**Task prompt**
Omit all pictures, then print the entries exactly.

**Source data**
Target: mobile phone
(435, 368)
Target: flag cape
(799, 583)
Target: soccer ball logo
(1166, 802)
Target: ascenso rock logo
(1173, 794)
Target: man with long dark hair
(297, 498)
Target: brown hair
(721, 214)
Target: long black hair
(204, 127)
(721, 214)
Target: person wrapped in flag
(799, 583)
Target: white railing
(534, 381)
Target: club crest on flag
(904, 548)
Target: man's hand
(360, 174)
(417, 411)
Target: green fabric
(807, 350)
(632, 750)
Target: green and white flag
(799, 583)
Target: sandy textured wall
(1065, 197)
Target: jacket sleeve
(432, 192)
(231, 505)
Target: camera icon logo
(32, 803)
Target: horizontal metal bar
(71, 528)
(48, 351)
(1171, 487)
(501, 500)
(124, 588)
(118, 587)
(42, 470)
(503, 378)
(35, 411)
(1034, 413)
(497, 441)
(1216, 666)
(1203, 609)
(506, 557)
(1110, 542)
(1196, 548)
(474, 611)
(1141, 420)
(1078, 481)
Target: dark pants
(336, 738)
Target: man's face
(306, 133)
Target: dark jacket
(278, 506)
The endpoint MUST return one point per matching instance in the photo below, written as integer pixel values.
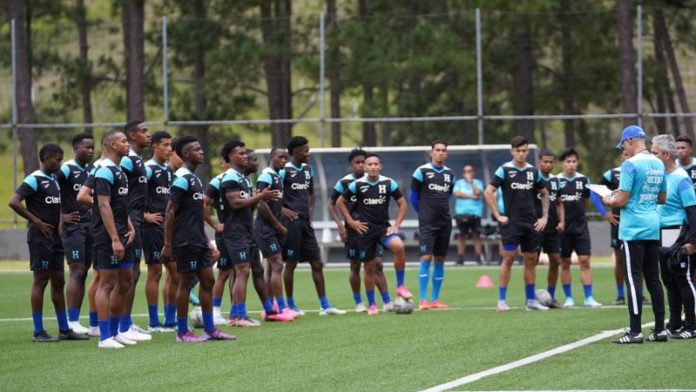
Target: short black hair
(518, 141)
(158, 136)
(181, 142)
(132, 125)
(295, 142)
(546, 153)
(229, 147)
(49, 149)
(685, 139)
(77, 139)
(356, 152)
(568, 152)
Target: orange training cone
(484, 282)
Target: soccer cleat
(109, 343)
(403, 292)
(77, 328)
(534, 304)
(658, 336)
(629, 338)
(438, 305)
(123, 339)
(591, 303)
(216, 334)
(72, 335)
(44, 337)
(189, 337)
(331, 311)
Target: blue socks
(438, 276)
(423, 278)
(62, 321)
(38, 321)
(73, 315)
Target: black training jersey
(269, 178)
(110, 181)
(70, 177)
(159, 182)
(236, 219)
(574, 194)
(41, 194)
(297, 183)
(551, 184)
(187, 191)
(434, 185)
(372, 199)
(519, 187)
(213, 193)
(134, 168)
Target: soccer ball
(196, 317)
(402, 306)
(544, 297)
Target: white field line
(526, 361)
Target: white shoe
(94, 332)
(132, 334)
(109, 343)
(502, 306)
(77, 328)
(124, 340)
(570, 303)
(591, 303)
(331, 311)
(534, 304)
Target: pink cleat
(189, 337)
(403, 292)
(216, 334)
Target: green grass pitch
(354, 352)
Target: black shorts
(153, 241)
(434, 240)
(578, 242)
(78, 243)
(191, 259)
(46, 255)
(524, 236)
(301, 242)
(550, 242)
(468, 224)
(104, 258)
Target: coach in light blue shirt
(641, 187)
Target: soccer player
(551, 236)
(41, 193)
(521, 225)
(431, 188)
(134, 168)
(573, 191)
(610, 179)
(641, 187)
(301, 242)
(76, 235)
(159, 180)
(372, 194)
(673, 216)
(468, 210)
(185, 239)
(356, 159)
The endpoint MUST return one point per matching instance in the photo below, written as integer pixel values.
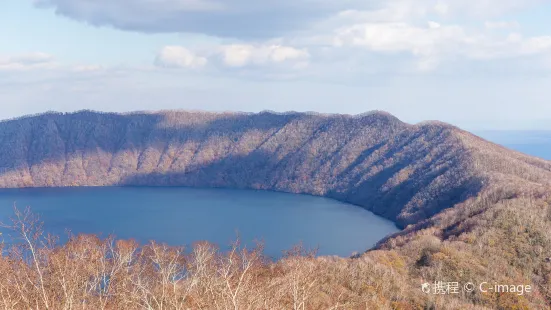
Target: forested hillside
(404, 172)
(472, 211)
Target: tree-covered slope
(404, 172)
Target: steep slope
(404, 172)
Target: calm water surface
(181, 216)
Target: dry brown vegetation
(471, 211)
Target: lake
(532, 142)
(181, 216)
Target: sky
(478, 64)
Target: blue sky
(483, 64)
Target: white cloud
(262, 19)
(35, 60)
(179, 57)
(501, 25)
(234, 56)
(240, 55)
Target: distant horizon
(483, 65)
(524, 126)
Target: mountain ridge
(404, 172)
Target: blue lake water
(181, 216)
(532, 142)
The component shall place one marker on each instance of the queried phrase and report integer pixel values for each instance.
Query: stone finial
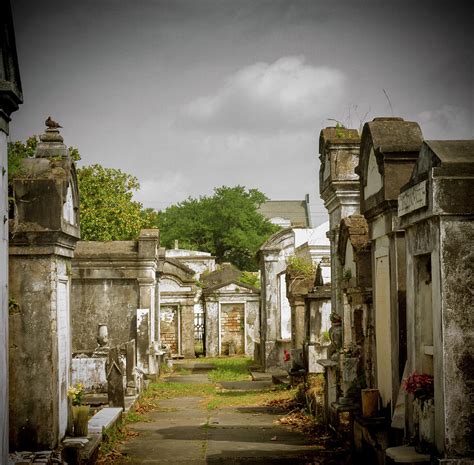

**Result**
Target: mobile phone
(435, 368)
Target: flag cape
(799, 583)
Target: soccer ball logo
(1166, 802)
Target: ascenso rock logo
(1173, 794)
Target: man with long dark hair
(297, 498)
Target: brown hair
(721, 214)
Target: long black hair
(204, 127)
(721, 214)
Target: person wrapped in flag
(799, 583)
Target: white railing
(534, 381)
Target: club crest on flag
(904, 548)
Target: man's hand
(360, 174)
(417, 411)
Target: green fabric
(807, 350)
(632, 750)
Target: green and white flag
(799, 583)
Target: sandy textured wall
(1065, 197)
Target: jacket sleeve
(432, 192)
(231, 505)
Target: camera icon logo
(32, 803)
Target: horizontal metal bar
(71, 528)
(48, 351)
(1171, 487)
(501, 500)
(124, 588)
(118, 587)
(42, 470)
(503, 378)
(35, 411)
(1034, 413)
(497, 441)
(1216, 666)
(1203, 609)
(506, 557)
(1110, 542)
(1196, 548)
(474, 611)
(1141, 420)
(1078, 481)
Target: dark pants
(336, 738)
Target: man's face
(306, 133)
Target: dark jacket
(278, 506)
The endpoint MUST return one point per matching instance in the photo below, written as integer pixel values.
Target: short black hair
(518, 141)
(158, 136)
(181, 142)
(132, 125)
(295, 142)
(546, 153)
(229, 147)
(49, 149)
(685, 139)
(77, 139)
(356, 152)
(568, 152)
Target: orange training cone
(484, 282)
Target: soccer cleat
(109, 343)
(403, 292)
(77, 328)
(534, 304)
(658, 336)
(629, 338)
(438, 305)
(123, 339)
(591, 303)
(216, 334)
(72, 335)
(44, 337)
(189, 337)
(331, 311)
Target: blue socks
(438, 276)
(423, 278)
(62, 321)
(38, 321)
(73, 315)
Target: black training jersey
(269, 178)
(110, 181)
(70, 177)
(159, 182)
(236, 219)
(574, 194)
(41, 194)
(297, 183)
(551, 184)
(187, 191)
(434, 185)
(372, 199)
(519, 187)
(213, 193)
(134, 168)
Target: soccer ball
(196, 317)
(402, 306)
(544, 297)
Target: white field line
(526, 361)
Target: white shoe
(94, 332)
(132, 334)
(109, 343)
(502, 306)
(77, 328)
(124, 340)
(570, 303)
(591, 303)
(331, 311)
(534, 304)
Target: pink cleat
(189, 337)
(403, 292)
(216, 334)
Target: green grass pitch
(354, 352)
Target: black shorts
(153, 241)
(434, 240)
(578, 242)
(78, 243)
(191, 259)
(46, 255)
(524, 236)
(301, 242)
(550, 242)
(468, 224)
(104, 258)
Target: coach in light blue shirt
(641, 187)
Target: soccer player
(551, 236)
(41, 193)
(521, 225)
(431, 188)
(134, 168)
(573, 191)
(610, 179)
(641, 187)
(301, 242)
(76, 235)
(159, 180)
(372, 194)
(673, 216)
(468, 210)
(185, 239)
(356, 159)
The endpoint MUST return one point per matching instance in the photo below, written as integer pixel values.
Target: forested hillside
(404, 172)
(472, 211)
Target: tree-covered slope
(404, 172)
Target: steep slope
(404, 172)
Target: calm water surface
(181, 216)
Target: dry brown vegetation
(471, 211)
Target: lake
(532, 142)
(181, 216)
Target: sky
(478, 64)
Target: blue sky
(483, 64)
Target: white cloud
(262, 19)
(35, 60)
(179, 57)
(501, 25)
(234, 56)
(240, 55)
Target: distant horizon
(483, 65)
(524, 126)
Target: mountain ridge
(404, 172)
Target: blue lake water
(181, 216)
(532, 142)
The component shall place one marker on each instance of the queried phrase and report integer pixel values for each instance.
Query: stone finial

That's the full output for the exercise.